▸ Short exercise: Rescale the listing below, restating everything from the line that contains "In the picture above, where can the overcast" down to the end of the listing, both ends included, with the requests kept as they are. Multiply every point coordinate in the answers by 0.7 and round each result to a whole number, rounding halves up; leave the pictures out.
Records for this task start
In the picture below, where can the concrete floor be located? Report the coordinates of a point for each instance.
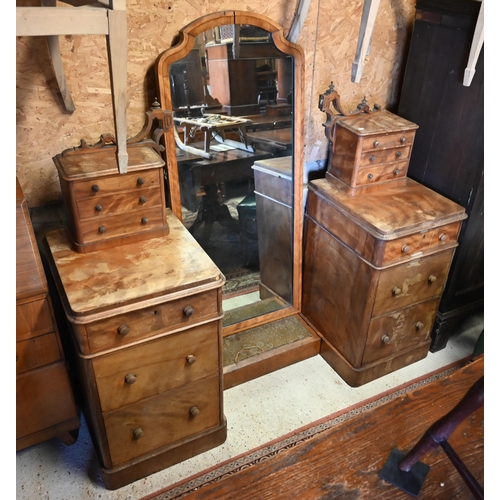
(257, 412)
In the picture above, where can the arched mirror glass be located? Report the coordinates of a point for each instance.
(231, 84)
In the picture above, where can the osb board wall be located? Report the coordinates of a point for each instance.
(329, 38)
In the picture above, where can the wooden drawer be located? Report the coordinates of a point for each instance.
(162, 420)
(33, 318)
(36, 352)
(381, 173)
(44, 398)
(132, 374)
(113, 184)
(129, 327)
(118, 203)
(122, 224)
(399, 330)
(384, 156)
(414, 281)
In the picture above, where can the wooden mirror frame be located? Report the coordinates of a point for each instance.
(181, 48)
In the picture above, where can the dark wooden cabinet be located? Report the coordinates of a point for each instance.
(448, 153)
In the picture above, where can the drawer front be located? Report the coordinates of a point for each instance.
(118, 203)
(121, 225)
(32, 319)
(421, 242)
(393, 140)
(162, 420)
(399, 330)
(123, 182)
(381, 173)
(130, 327)
(411, 282)
(132, 374)
(35, 352)
(384, 156)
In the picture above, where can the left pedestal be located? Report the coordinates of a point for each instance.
(145, 320)
(45, 404)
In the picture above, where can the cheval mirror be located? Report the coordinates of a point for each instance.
(234, 159)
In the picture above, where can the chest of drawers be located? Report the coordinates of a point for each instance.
(106, 208)
(374, 270)
(146, 322)
(45, 405)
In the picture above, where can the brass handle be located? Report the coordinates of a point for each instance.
(123, 329)
(188, 311)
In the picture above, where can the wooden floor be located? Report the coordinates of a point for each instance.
(344, 462)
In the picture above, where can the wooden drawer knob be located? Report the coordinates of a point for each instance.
(188, 311)
(194, 410)
(191, 358)
(123, 330)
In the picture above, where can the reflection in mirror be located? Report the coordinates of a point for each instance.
(232, 99)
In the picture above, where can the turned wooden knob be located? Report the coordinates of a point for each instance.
(188, 311)
(190, 358)
(123, 329)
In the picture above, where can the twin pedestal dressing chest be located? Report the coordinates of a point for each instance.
(378, 247)
(143, 303)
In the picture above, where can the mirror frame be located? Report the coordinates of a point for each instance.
(182, 46)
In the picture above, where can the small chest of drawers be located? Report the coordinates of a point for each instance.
(145, 320)
(106, 208)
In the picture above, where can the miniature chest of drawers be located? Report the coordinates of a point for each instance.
(370, 151)
(374, 270)
(45, 405)
(106, 208)
(146, 322)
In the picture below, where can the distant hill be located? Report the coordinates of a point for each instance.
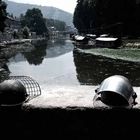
(48, 12)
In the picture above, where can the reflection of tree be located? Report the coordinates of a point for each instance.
(57, 42)
(92, 70)
(37, 55)
(4, 73)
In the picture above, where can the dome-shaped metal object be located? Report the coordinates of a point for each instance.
(12, 92)
(116, 91)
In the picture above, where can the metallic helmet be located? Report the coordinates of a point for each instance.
(12, 92)
(116, 91)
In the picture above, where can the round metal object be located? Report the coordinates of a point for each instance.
(12, 92)
(117, 91)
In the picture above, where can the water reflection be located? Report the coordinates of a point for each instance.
(54, 67)
(92, 70)
(37, 55)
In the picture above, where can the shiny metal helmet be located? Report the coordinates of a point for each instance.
(116, 91)
(12, 92)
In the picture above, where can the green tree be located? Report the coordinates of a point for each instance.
(101, 16)
(3, 15)
(25, 32)
(35, 21)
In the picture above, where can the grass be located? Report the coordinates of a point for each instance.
(131, 54)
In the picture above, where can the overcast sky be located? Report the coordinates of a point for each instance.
(66, 5)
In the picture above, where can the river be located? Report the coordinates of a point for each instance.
(58, 63)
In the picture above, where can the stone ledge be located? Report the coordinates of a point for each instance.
(71, 96)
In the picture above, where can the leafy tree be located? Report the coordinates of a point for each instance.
(106, 16)
(35, 21)
(3, 15)
(26, 32)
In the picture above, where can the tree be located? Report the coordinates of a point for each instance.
(25, 32)
(3, 15)
(35, 21)
(106, 16)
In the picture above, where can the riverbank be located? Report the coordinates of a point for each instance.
(68, 113)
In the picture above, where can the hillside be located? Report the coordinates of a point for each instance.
(48, 12)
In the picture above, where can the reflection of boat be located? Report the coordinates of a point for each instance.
(107, 42)
(92, 41)
(92, 69)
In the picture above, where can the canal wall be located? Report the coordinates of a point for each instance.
(69, 113)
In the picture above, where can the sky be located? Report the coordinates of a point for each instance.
(66, 5)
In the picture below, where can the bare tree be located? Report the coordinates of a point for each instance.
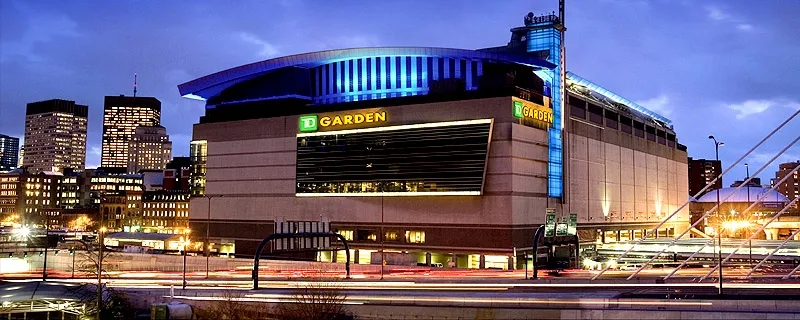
Records for this task end
▸ Task answer:
In the picture above, where can the overcast sky be located? Report the coordinates of a point for each instance.
(46, 4)
In the picture above, where can the river be located? Report the coordinates of a point for each instance.
(41, 44)
In the picture above, where can the stone ledge be located? Report the coordinates of a point for each instance.
(50, 67)
In the picture above, where can the leafy tree be located? Report the coordinates of a point for each instance.
(74, 11)
(25, 15)
(2, 11)
(18, 22)
In the picture above, where can the tree be located? Report the coordinates of a point for each instance.
(18, 22)
(2, 11)
(25, 15)
(74, 11)
In the picture above, where can the riverbank be located? Report the coordinates of a point for each instance.
(48, 79)
In the picture above, where can the hillside be located? Report the coordinates of a point for each instance.
(34, 8)
In the picture above, where can the reflection of boat be located? Report the coordinates of a point for each instance.
(75, 29)
(64, 29)
(64, 48)
In the picture above, where can the canal wall be located? Report the coordinates of a point for each instance.
(48, 79)
In the picture above, where can the sky be located? Report the coordinates of a point for each instance.
(46, 4)
In the picture below, where can the bare tree be located? Report the coordinates of a point for each instance.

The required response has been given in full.